▶ _WORK TASK_
Your response should contain every line from the data below that holds the string "white".

▶ _Stored data entries_
□ □ □ □ □ □ □

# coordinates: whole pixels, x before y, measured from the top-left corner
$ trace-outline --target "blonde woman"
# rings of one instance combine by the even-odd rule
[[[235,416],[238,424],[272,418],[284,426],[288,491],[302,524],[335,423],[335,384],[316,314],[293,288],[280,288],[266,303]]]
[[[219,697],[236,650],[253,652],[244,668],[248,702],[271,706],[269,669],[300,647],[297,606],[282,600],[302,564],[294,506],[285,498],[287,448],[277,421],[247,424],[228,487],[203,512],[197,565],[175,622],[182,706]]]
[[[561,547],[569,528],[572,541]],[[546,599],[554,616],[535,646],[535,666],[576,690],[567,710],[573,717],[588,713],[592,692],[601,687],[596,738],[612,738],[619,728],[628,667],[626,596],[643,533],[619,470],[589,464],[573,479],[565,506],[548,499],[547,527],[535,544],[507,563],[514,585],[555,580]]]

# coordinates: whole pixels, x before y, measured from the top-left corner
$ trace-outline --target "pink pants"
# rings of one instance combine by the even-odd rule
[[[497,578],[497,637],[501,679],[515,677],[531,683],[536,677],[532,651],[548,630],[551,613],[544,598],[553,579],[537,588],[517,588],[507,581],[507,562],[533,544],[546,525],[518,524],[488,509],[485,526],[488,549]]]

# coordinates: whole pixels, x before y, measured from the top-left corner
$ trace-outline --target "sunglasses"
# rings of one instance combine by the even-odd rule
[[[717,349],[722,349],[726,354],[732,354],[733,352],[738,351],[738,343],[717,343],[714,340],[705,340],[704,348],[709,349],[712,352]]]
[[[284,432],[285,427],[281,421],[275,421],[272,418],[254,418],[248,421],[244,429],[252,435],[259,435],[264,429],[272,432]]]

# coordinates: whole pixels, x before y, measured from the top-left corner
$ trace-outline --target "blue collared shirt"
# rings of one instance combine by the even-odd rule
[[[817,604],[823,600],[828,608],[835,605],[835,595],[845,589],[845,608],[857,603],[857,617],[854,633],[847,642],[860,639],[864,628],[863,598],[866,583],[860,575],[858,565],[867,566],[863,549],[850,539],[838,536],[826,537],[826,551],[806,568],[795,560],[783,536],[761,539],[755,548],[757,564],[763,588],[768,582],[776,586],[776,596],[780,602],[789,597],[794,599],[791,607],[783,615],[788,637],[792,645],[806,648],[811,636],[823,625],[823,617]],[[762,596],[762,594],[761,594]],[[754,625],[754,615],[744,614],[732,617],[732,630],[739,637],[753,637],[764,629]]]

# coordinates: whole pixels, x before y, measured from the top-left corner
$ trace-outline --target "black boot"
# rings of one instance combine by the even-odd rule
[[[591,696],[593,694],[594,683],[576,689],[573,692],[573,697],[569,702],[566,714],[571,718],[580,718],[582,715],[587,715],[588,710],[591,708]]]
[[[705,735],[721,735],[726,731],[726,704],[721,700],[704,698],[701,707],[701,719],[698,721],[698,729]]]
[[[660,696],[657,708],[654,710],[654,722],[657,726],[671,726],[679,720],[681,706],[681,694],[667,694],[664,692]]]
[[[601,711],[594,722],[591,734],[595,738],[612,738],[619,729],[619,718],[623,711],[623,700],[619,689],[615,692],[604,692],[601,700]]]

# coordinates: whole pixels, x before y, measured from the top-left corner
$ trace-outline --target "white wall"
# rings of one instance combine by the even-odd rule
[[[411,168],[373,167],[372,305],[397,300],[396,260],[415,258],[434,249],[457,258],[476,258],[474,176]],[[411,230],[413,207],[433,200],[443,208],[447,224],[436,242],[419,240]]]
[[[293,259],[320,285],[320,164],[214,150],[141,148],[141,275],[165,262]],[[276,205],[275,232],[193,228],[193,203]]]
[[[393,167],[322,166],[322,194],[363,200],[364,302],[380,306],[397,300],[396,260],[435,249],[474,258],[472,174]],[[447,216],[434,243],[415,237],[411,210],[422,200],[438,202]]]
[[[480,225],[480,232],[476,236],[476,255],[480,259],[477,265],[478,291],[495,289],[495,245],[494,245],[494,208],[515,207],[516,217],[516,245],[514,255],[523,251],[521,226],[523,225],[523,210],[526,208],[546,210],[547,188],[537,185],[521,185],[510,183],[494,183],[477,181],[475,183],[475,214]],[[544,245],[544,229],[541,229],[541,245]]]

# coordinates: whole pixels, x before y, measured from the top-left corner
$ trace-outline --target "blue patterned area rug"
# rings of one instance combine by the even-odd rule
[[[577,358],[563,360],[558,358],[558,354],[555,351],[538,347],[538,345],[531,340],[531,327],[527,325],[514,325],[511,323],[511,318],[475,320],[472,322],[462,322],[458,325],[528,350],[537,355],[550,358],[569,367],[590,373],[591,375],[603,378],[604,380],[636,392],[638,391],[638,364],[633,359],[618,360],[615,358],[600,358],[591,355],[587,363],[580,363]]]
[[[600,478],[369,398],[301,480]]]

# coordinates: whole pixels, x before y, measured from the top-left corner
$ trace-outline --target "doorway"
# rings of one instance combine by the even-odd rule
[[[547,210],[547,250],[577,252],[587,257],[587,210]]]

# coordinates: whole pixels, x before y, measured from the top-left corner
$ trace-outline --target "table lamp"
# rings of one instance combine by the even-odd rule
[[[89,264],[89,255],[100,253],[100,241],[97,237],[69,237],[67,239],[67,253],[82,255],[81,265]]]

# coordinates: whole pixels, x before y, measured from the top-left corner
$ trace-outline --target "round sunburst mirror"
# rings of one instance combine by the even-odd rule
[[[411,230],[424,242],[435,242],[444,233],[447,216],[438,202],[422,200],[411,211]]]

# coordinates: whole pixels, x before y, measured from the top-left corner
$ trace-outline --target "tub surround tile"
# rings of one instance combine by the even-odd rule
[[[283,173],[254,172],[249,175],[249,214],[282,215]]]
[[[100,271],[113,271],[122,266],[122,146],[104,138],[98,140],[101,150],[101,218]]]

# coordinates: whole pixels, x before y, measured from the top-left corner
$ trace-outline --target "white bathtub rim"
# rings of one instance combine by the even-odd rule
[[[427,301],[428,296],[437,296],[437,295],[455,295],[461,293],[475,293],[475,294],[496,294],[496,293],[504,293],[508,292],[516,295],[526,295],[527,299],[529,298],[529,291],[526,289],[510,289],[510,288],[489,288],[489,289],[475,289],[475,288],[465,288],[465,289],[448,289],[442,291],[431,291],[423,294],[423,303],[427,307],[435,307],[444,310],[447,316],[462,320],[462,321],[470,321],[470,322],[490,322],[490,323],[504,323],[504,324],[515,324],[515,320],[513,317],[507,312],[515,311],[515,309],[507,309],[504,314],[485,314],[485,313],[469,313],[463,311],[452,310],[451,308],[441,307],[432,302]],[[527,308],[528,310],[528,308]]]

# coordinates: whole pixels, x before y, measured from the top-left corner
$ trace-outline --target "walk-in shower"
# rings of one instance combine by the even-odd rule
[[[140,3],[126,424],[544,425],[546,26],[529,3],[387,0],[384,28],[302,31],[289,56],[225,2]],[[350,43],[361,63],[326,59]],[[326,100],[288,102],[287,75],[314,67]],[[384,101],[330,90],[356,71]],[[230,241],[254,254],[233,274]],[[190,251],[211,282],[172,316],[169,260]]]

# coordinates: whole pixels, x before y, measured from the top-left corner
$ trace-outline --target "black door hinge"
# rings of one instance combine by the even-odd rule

□ □ □ □ □ □ □

▶ _ANSWER SPACE_
$ trace-outline --target "white wall"
$ trace-outline --target "white bathtub rim"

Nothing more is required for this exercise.